Extracted data:
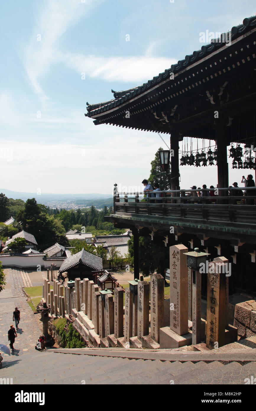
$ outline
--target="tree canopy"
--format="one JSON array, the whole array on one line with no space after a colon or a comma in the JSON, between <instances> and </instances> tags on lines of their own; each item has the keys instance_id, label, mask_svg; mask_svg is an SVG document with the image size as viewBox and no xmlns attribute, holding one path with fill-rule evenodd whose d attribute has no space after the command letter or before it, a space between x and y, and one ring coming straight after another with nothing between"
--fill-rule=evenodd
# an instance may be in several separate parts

Task brief: Return every line of the records above that contains the string "rule". Matching is case-sensitive.

Answer to the problem:
--format="one JSON array, the whole array on one line with no space after a colon or a comma in the JSON, between <instances> and </instances> tags on lines of their own; each item has the keys instance_id, label, mask_svg; mask_svg is an SVG document with the image size as viewBox and no xmlns attribute, holding one path with fill-rule evenodd whose d attribute has no space after the command letter or before it, a space between x and y, and one ring coming straight after another with nothing between"
--fill-rule=evenodd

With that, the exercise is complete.